- **AUFGABE 1**:
Erläutern Sie anhand des Textauszugs über das Entladen von Fracht aus Flugzeugkabinen, weshalb die alten, bis an die Kabine reichenden Förderbänder jetzt unverzichtbar sind.
- **AUFGABE 2**:
Beantworten Sie mithilfe des Textauszugs folgende Fragen:
(a) Wie viele Mitarbeiter muss Sener je Maschine aufbieten?
(b) Wie viele der Spezialbänder hat die Wisag im Einsatz?
(c) In wie vielen Stunden will die russische Flugbegleiterin wieder in der Luft sein?
- **AUFGABE 3**:
Setzen Sie den Textauszug über das Entladen von Fracht aus Flugzeugkabinen nach seinem letzten Satz fort.

- **TEXTAUSZUG**:
☆ ☆ ☆ ☆

10 bis 15 Mitarbeiter je Maschine muss Sener aufbieten. Sie bilden eine Kette und reichen die Kartons nach draußen. Dort feiert ein Dinosaurier Auferstehung. Als es in Frankfurt noch den Poststern gab, wurden bis an die Kabine reichende Förderbänder gebaut. Seit Jahren fristeten sie ein trostloses Dasein im Depot, jetzt geht ohne sie nichts. Denn normale Förderbänder reichen nur bis an die Frachttür. Die höher gelegene Kabinentür kann nur mit den 12 Meter langen Spezialbändern erreicht werden.

Die Wisag hat zwei Stück im Einsatz, der Flughafenbetreiber Fraport drei weitere. Reichen die nicht aus, werden kürzere Bänder und Treppen kombiniert, die Entlader müssen dann erst ein paar Stufen hinabsteigen. „Flexibilität und Organisationstalent sind gefragt. Es kommen so viele Flugzeuge mit Fracht in der Kabine wie nie. Da müssen wir kreativ sein“, sagt Sener, während die russische Flugbegleiterin aufs Tempo drückt. In drei Stunden wolle sie wieder in der Luft sein. Das ist nicht viel Zeit für Hunderte Kartons.

☆ ☆ ☆ ☆

- **VERFÜGBARE DATEN**:

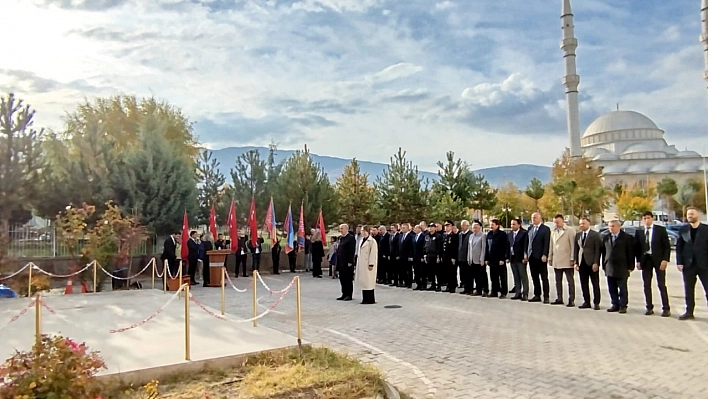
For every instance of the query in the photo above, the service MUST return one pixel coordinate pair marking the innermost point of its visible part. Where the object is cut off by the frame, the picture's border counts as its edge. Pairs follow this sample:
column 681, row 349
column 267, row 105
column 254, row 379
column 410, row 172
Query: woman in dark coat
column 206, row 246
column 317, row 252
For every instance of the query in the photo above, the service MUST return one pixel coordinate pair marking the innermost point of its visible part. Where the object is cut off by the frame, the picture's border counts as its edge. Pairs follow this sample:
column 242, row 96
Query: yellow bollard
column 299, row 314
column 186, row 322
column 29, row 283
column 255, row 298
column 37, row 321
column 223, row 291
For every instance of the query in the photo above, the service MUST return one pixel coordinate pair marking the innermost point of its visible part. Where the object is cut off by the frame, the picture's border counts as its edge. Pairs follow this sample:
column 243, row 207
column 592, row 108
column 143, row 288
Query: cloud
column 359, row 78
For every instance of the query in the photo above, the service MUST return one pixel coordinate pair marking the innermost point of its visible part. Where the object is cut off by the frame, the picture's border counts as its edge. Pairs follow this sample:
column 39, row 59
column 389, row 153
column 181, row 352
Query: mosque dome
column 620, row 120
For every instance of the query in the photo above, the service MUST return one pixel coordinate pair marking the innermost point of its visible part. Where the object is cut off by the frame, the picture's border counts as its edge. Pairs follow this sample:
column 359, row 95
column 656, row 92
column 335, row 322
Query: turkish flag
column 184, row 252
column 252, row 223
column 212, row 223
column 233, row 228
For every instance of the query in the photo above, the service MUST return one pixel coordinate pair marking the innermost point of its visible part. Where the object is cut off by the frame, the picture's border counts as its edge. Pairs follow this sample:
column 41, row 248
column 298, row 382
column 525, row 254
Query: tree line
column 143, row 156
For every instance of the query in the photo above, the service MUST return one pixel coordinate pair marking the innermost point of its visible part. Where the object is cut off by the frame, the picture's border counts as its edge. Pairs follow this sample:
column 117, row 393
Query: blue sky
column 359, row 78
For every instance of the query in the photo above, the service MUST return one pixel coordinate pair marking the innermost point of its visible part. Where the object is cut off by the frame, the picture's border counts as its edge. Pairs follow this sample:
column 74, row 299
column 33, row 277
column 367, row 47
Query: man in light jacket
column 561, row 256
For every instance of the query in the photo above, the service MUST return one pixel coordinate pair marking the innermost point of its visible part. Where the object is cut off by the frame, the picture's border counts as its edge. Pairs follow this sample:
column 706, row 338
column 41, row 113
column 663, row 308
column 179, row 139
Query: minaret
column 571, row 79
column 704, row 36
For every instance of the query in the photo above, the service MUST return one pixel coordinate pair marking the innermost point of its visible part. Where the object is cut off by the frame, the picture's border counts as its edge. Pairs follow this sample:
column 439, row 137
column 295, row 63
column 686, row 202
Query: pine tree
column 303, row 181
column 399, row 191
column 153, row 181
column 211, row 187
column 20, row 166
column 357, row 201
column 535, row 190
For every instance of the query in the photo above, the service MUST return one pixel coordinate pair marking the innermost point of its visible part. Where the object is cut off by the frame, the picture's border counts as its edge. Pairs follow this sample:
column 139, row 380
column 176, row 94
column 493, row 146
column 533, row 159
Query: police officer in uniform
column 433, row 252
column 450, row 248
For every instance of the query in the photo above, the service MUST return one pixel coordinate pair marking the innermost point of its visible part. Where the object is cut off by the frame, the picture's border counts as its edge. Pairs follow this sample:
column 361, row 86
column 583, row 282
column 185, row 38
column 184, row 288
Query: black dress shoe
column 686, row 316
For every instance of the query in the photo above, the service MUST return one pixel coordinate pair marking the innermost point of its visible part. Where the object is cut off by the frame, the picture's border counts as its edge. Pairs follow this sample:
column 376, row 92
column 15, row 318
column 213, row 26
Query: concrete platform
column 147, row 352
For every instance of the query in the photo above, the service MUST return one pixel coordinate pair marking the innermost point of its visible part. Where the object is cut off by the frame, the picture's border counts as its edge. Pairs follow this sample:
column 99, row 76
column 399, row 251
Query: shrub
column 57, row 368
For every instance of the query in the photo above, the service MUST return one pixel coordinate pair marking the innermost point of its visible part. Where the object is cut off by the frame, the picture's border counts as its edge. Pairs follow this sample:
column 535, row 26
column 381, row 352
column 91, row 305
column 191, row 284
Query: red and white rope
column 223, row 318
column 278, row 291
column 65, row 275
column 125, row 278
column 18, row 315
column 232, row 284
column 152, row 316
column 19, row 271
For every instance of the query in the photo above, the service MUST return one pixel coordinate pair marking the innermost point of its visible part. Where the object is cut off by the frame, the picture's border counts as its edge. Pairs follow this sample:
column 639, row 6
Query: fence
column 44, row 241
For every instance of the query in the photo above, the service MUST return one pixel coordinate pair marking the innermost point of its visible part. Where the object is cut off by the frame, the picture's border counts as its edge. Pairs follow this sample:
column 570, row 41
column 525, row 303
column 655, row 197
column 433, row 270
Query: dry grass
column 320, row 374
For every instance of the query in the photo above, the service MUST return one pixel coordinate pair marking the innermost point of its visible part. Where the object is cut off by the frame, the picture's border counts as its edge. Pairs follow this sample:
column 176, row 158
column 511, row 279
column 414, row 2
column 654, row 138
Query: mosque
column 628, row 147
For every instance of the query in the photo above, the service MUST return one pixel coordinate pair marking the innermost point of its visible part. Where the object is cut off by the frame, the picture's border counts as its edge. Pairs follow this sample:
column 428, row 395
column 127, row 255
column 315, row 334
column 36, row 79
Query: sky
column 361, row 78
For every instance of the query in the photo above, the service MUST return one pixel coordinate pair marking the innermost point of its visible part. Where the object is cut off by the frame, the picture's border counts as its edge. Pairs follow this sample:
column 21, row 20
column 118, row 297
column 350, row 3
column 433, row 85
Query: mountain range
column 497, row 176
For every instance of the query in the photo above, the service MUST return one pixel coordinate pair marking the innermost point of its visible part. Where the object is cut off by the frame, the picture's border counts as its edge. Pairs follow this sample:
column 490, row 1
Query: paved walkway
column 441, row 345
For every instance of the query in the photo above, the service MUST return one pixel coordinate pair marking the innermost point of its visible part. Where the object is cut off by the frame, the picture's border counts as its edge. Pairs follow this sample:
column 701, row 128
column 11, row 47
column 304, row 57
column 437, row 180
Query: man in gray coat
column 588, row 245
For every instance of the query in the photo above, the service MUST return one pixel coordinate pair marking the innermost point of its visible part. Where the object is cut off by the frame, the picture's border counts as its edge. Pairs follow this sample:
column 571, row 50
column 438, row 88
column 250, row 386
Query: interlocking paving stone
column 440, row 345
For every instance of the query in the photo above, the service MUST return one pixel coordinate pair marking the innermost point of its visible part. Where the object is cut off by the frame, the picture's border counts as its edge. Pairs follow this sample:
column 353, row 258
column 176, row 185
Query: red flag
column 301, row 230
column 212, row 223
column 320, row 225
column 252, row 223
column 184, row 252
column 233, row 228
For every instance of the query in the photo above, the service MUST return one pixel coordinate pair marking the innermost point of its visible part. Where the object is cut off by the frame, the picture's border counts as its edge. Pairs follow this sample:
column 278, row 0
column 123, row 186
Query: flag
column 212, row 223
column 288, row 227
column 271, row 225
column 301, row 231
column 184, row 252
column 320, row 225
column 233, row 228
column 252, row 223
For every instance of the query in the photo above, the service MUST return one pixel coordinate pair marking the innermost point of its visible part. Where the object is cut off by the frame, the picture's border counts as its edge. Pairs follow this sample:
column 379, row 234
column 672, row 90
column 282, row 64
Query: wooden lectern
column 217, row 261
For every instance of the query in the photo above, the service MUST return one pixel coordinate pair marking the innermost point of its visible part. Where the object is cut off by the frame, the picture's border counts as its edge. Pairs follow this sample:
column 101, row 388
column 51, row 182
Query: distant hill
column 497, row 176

☆ ☆ ☆ ☆

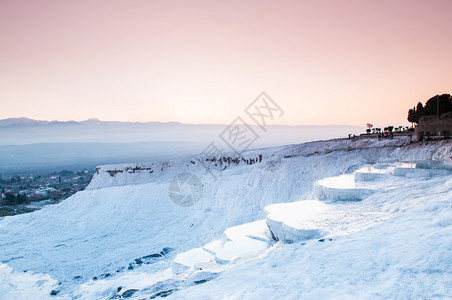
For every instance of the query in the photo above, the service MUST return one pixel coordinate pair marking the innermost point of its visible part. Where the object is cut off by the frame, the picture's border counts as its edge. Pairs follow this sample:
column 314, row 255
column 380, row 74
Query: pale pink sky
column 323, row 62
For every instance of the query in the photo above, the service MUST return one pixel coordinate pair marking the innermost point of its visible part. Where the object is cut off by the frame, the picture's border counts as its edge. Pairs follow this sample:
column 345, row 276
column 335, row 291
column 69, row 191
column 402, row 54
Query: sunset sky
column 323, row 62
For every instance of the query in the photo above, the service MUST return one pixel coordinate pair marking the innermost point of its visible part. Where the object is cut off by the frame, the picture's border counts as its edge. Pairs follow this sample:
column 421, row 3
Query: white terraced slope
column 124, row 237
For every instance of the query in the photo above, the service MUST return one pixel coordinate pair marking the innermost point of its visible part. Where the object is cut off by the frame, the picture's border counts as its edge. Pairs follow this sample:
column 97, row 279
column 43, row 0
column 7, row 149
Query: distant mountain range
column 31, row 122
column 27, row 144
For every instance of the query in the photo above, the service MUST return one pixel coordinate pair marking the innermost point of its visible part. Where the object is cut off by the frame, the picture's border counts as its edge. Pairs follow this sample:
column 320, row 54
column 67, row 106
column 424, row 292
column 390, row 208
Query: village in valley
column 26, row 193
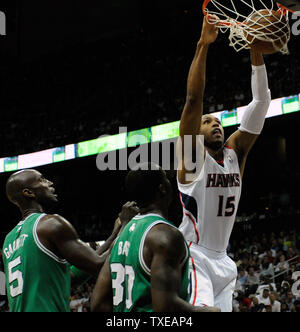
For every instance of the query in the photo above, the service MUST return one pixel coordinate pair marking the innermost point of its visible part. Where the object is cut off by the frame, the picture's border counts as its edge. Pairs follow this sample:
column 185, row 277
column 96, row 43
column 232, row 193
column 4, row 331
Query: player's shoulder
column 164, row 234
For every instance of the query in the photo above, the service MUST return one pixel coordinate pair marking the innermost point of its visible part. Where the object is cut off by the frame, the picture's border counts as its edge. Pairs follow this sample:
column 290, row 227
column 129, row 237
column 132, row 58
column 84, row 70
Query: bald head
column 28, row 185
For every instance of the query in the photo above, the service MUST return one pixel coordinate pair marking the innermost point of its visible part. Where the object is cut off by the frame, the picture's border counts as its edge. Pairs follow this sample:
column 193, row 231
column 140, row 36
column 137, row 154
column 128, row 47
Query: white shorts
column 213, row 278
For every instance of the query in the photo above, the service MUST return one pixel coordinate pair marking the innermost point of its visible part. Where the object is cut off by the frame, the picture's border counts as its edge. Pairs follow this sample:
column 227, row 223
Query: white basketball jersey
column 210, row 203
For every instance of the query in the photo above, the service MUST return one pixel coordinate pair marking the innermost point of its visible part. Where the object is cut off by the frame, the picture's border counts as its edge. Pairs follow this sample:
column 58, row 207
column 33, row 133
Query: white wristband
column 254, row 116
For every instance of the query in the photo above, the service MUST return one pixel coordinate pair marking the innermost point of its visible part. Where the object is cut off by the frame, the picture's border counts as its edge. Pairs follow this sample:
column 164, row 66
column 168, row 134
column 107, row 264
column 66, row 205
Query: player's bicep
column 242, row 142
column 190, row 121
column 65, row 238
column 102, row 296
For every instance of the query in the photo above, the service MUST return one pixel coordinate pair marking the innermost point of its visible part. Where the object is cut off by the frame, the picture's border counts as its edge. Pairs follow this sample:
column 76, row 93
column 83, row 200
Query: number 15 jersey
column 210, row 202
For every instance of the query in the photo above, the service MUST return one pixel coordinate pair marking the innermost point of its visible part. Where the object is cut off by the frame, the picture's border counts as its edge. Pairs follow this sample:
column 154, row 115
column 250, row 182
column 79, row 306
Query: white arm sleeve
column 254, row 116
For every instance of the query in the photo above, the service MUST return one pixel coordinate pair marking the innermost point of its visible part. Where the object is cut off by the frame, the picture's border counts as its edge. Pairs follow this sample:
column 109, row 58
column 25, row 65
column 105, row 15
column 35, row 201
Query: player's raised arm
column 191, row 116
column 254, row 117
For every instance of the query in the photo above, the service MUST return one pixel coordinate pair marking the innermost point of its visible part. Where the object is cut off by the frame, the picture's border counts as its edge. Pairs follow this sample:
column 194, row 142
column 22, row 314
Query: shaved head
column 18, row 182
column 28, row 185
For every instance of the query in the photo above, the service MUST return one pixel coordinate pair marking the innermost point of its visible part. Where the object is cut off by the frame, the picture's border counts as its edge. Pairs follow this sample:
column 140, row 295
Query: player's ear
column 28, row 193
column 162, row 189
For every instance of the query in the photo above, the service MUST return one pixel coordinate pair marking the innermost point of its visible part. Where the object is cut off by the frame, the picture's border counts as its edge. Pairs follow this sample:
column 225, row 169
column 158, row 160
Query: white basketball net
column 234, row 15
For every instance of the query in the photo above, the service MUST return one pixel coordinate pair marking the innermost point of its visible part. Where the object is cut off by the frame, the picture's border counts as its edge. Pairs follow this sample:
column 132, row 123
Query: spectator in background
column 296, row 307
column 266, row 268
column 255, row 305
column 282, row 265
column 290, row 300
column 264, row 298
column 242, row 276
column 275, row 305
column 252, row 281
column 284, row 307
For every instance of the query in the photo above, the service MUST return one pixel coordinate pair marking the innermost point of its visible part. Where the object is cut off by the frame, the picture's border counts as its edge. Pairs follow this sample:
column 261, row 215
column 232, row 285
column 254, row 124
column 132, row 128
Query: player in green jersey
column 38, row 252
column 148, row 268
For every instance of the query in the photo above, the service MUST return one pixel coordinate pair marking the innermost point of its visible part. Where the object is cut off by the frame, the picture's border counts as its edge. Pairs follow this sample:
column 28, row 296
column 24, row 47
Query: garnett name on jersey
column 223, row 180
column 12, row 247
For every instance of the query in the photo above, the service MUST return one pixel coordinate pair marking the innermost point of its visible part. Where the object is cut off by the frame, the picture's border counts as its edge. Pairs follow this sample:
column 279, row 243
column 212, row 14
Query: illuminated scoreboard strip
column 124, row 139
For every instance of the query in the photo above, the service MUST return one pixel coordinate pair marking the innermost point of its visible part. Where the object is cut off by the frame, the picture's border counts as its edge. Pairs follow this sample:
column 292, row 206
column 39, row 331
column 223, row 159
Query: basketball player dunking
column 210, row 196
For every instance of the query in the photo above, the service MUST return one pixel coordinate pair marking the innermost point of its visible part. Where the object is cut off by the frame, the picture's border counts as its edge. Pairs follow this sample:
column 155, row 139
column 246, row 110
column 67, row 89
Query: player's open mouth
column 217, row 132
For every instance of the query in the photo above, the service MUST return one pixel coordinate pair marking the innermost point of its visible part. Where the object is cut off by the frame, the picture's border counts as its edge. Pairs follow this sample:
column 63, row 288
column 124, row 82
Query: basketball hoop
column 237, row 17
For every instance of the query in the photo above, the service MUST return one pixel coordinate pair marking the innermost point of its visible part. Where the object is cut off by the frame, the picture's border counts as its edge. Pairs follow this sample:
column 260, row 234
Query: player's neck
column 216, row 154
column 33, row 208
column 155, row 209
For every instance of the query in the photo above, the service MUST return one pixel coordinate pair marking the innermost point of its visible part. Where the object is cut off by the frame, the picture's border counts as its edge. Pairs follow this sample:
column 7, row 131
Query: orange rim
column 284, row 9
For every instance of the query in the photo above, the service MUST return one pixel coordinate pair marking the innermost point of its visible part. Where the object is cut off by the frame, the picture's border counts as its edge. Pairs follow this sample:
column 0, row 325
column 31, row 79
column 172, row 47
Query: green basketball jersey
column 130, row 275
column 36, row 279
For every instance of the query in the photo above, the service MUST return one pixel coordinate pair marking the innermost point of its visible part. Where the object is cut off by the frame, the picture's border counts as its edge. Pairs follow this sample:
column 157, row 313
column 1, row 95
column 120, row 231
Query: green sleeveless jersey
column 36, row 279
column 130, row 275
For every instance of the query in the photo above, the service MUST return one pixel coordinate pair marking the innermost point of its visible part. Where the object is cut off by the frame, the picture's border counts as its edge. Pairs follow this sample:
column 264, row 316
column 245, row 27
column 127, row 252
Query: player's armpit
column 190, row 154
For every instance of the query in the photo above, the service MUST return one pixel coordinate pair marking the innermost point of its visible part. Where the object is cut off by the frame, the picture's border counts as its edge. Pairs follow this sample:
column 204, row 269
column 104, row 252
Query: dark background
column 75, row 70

☆ ☆ ☆ ☆

- **LÖSUNG 1**:
Normale Förderbänder reichen nur bis an die Frachttür. Die höher gelegene Kabinentür lässt sich nur mit den 12 Meter langen Spezialbändern erreichen. Da die Fracht in der Kabine transportiert wird, geht ohne diese Bänder nichts.

- **LÖSUNG 2**:
(a) 10 bis 15 Mitarbeiter
(b) Zwei
(c) In drei Stunden

- **LÖSUNG 3**:
Sie in Containern zu bündeln, scheidet als Alternative aus. „Die passen nicht durch die Tür“, sagt Maria Linden, Sprecherin von Fraport. Auch sie berichtet von nie dagewesenen Herausforderungen. „Normalerweise werden 40 Prozent der Fracht in den Bäuchen der Passagierflugzeuge transportiert. Das fällt fast vollständig weg“, sagt sie. Als Notlösung sind seit März 2020 zusätzlich rund 9500 nur mit Fracht beladene Passagiermaschinen gelandet. Jeder Raum in der Kabine wird genutzt, bisweilen werden selbst die Gepäckfächer an der Decke befüllt. Masken, Kittel, Einmalhandschuhe sind vor allem in den Kartons. Aber auch Roh- und Ausgangsstoffe, Proben, Medikamente gegen Corona-Symptome, Testkits und medizinische Geräte.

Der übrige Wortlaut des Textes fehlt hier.